* [THE EXERCISE] Render all of the material below as a numbered list with one line per item, leaving out any blank lines.
--- start of PROVIDED RECORDS ---
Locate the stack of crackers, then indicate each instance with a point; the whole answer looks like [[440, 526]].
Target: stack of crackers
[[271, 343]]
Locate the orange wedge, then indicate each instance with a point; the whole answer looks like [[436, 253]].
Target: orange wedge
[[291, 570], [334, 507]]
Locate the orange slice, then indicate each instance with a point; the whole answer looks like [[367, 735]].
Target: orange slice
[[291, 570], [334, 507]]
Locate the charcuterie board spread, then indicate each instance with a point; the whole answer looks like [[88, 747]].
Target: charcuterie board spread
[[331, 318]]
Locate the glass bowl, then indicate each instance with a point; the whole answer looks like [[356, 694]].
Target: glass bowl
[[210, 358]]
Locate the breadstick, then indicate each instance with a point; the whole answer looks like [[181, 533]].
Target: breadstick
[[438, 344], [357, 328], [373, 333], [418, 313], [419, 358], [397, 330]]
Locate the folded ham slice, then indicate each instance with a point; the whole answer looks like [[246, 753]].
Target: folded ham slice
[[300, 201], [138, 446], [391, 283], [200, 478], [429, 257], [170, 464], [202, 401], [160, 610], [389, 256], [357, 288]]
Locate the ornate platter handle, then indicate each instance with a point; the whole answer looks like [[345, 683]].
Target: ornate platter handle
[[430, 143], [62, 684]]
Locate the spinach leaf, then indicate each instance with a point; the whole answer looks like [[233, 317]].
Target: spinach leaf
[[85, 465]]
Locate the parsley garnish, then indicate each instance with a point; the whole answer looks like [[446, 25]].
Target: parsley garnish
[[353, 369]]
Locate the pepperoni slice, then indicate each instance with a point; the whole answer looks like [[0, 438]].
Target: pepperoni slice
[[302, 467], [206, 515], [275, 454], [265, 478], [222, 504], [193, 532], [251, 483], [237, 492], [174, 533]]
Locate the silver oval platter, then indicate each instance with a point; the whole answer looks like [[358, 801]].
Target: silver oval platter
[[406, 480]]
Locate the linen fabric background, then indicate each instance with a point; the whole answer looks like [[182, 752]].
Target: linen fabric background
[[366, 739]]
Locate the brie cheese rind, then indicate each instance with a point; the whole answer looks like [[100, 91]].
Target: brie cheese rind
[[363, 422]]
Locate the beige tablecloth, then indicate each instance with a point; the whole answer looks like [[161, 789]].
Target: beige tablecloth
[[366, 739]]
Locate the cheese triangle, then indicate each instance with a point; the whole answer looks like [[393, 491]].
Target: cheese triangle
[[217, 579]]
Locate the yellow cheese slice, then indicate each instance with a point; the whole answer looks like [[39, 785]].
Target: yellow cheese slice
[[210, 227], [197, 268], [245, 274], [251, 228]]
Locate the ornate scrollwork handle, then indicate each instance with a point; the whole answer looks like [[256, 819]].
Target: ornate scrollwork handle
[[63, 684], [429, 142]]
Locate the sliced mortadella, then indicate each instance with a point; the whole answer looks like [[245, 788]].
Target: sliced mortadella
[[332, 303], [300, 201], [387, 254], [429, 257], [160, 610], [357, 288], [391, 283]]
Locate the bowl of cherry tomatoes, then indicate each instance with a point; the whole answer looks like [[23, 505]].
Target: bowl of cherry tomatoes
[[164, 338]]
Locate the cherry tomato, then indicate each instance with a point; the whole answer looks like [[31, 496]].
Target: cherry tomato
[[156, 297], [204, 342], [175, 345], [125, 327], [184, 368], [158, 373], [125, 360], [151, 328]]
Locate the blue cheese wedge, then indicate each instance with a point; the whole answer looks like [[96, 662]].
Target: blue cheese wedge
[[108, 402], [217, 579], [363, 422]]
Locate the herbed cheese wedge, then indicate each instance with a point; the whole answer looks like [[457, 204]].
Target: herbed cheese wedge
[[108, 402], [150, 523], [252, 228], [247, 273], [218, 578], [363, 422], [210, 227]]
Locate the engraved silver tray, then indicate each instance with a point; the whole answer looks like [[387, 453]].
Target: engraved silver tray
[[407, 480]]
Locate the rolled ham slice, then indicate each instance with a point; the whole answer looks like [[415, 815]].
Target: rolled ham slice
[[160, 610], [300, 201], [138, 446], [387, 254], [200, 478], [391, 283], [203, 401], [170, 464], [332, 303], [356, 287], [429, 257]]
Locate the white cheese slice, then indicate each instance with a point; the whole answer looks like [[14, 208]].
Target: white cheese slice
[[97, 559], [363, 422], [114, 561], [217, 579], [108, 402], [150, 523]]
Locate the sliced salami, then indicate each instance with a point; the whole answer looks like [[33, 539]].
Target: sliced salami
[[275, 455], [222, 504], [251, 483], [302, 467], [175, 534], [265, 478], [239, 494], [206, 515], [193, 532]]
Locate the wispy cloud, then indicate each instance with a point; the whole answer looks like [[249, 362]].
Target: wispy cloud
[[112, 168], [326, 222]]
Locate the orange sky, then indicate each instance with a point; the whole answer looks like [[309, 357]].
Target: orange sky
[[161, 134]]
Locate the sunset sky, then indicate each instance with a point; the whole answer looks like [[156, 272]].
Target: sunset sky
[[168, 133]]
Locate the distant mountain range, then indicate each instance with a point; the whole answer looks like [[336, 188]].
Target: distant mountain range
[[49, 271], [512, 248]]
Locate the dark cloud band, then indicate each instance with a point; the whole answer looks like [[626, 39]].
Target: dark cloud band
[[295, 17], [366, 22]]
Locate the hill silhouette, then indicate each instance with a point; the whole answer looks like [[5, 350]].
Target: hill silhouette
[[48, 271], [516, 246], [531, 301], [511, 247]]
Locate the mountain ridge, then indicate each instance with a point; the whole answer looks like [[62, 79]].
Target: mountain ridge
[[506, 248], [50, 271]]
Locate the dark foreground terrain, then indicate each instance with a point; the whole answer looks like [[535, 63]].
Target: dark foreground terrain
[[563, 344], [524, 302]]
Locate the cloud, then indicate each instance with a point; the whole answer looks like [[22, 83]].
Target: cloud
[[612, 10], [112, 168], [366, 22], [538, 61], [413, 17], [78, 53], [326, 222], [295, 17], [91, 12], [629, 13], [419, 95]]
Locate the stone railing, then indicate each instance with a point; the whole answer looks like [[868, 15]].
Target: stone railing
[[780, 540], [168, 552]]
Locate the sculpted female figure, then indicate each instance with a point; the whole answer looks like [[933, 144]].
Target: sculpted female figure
--- end of PROVIDED RECORDS ---
* [EXERCISE ANSWER]
1. Locate the stack of crackers, then indicate each instance with a point; the whole answer looks like [[440, 526]].
2. Target: stack of crackers
3. [[271, 343]]
4. Locate the orange wedge, then indicate each instance with a point; the whole answer looks like [[436, 253]].
5. Target: orange wedge
6. [[291, 570], [334, 507]]
7. Locate the orange slice, then indicate each instance with a point; the whole answer looks like [[367, 735]].
8. Target: orange slice
9. [[291, 570], [334, 507]]
10. Locate the charcuterie board spread, then indicate each instance with a point; the whole answer looks like [[88, 747]].
11. Target: charcuterie board spread
12. [[331, 318]]
13. Locate the glass bowl, then indicate each instance with a point; the whole answer looks like [[356, 694]].
14. Target: glass bowl
15. [[210, 358]]
16. Locate the breadstick, then indicate each instance with a point; the whole answer looks like [[181, 533]].
17. Target: breadstick
18. [[438, 344], [357, 328], [373, 333], [418, 313], [419, 358], [397, 330]]
19. Locate the folded ham slice, then indicate each instance with a point; the whole answer looks like [[246, 753]].
20. Target: folded ham slice
21. [[300, 201], [138, 446], [391, 283], [200, 478], [429, 257], [170, 464], [202, 401], [160, 610], [389, 256], [357, 288]]
22. Locate the ornate platter handle, then indicate each instance with a point; the whole answer looks like [[345, 683]].
23. Target: ornate platter handle
24. [[430, 143], [62, 684]]
25. Locate the spinach leaf, then indicate each instance with a point; the whole answer looks like [[233, 317]].
26. Target: spinach leaf
27. [[85, 465]]
28. Locate the parsley garnish, then indicate each instance with a point; the whole answer looks like [[446, 25]].
29. Target: parsley garnish
30. [[353, 369]]
31. Locate the pepperoni slice, then indicate each instance with a point; the whole answer looks like [[0, 438]].
32. Target: pepperoni slice
33. [[302, 467], [206, 515], [275, 454], [265, 478], [222, 504], [193, 532], [251, 483], [237, 492], [174, 533]]
34. Locate the silver oval platter, then indicate each instance with a point; the whole answer looks like [[358, 801]].
35. Target: silver oval platter
36. [[406, 480]]
37. Locate the linen fabric background, then indicate each instance with a point; the whole answer looks like [[182, 752]].
38. Target: linen fabric background
39. [[366, 739]]
40. Locate the brie cheese rind, then indicate each instance with a point; the whole answer looks like [[100, 91]].
41. Target: brie cheese rind
42. [[363, 422]]
43. Locate the beige tablecloth, then indicate each instance with a point; the whole answer looks like [[161, 789]].
44. Target: beige tablecloth
45. [[366, 739]]
46. Locate the cheese triangle, then indicate each instance with a point; the whole answer looks like [[393, 491]].
47. Target: cheese triangle
48. [[217, 579]]
49. Locate the yellow cheese slice, then indicate each instance with a point; the whole answer looks like [[39, 785]].
50. Target: yellow cheese slice
51. [[210, 227], [197, 268], [245, 274], [251, 228]]
52. Locate the ornate scrollwork handle, then indicate each instance with a point; the whole answer looks like [[256, 819]].
53. Target: ornate scrollwork handle
54. [[63, 684], [429, 142]]
55. Locate the sliced mortadella, then indicate each instance with a point; the whole answer looks like [[245, 788]].
56. Target: sliced mortadella
57. [[332, 303], [300, 201], [387, 254], [429, 257], [160, 610], [357, 288], [391, 283]]
58. Locate the bowl of cherry tomatoes, then indicate each instance with a point; the whole answer looks like [[23, 505]].
59. Target: bowl of cherry tomatoes
60. [[164, 338]]
61. Locate the cherry tomato, then indicate each instance with a point; the whole answer looks like [[31, 496]].
62. Target: cherry tomato
63. [[156, 297], [204, 342], [175, 345], [125, 327], [184, 368], [158, 373], [125, 360], [151, 328]]
64. Locate the blue cheese wedge, then indicate each instance with a point; the whole answer looks like [[96, 662]].
65. Target: blue cheese wedge
66. [[108, 402], [217, 579], [363, 422]]
67. Locate the herbed cheese wedge, then indicate each instance with a point; the whole answer looks like [[457, 204]].
68. Target: herbed cheese wedge
69. [[108, 402], [150, 523], [252, 228], [247, 273], [218, 578], [363, 422], [210, 227]]
70. Locate the engraved silver tray, then indicate each instance with a point; the whole answer looks like [[387, 453]].
71. Target: engraved silver tray
72. [[407, 480]]
73. Locate the rolled ham slice, then indicate each instance with a point; the whole answer looks like [[415, 815]].
74. Target: rolled ham slice
75. [[160, 610], [300, 201], [138, 446], [387, 254], [200, 478], [391, 283], [203, 401], [170, 464], [332, 303], [356, 287], [429, 257]]
76. Locate the white cheese slice, then indicate each instance with a point; the whole answer looks like [[14, 208]].
77. Target: white cheese slice
78. [[97, 559], [363, 422], [114, 561], [217, 579], [108, 402], [150, 523]]
79. Locate the sliced salami, then indicate each instance with a point; the whole answer looks like [[33, 539]].
80. Target: sliced salami
81. [[275, 455], [222, 504], [251, 483], [302, 467], [175, 534], [265, 478], [239, 494], [206, 515], [193, 532]]
82. Locate the wispy cloud, then indicate each instance with a point; the whole answer looks like [[249, 362]].
83. Target: wispy cloud
84. [[112, 168], [326, 222]]
85. Locate the orange sky, then indicate each instance with a point; the whole answer looks like [[309, 357]].
86. Target: orange sky
87. [[161, 134]]
88. Locate the sunset sky, then indicate each instance with a point; the whole answer looks like [[156, 272]].
89. Target: sunset sky
90. [[168, 133]]
91. Locate the distant mountain range, then indicate each instance with a point; the whole answer looks like [[336, 188]].
92. Target: distant mountain range
93. [[49, 271], [512, 248]]
94. Locate the dark cloud band, then indicate each instance with a point; the whole answer looks like [[626, 39]].
95. Target: dark cloud band
96. [[295, 17], [366, 22]]
97. Locate the hill silhouette, then indicate each instance with a point; the whole answer looks like [[5, 350]].
98. Target: hill silhouette
99. [[48, 271], [516, 246], [531, 301], [511, 247]]
100. Locate the mountain ridge, then indicate each instance with a point; the whole answer looks like [[62, 79]].
101. Target: mountain ridge
102. [[506, 248], [50, 271]]
103. Locate the dark foreground terrain, then indicate each instance with a point; the whole answer looks like [[535, 63]].
104. Target: dark foreground terrain
105. [[563, 344], [524, 302]]
106. Locate the cloud, then indicate each instance with a point; the whole answer looks like [[22, 83]].
107. Target: cloud
108. [[612, 10], [112, 168], [366, 22], [538, 61], [413, 17], [78, 53], [326, 222], [295, 17], [91, 12], [629, 13], [419, 95]]
109. Locate the stone railing, then indicate each instance with a point; the whole answer looks like [[868, 15]].
110. Target: stone railing
111. [[780, 540], [168, 552]]
112. Locate the sculpted female figure, then indicate each instance with a point; the whole answer looks like [[933, 144]].
113. Target: sculpted female figure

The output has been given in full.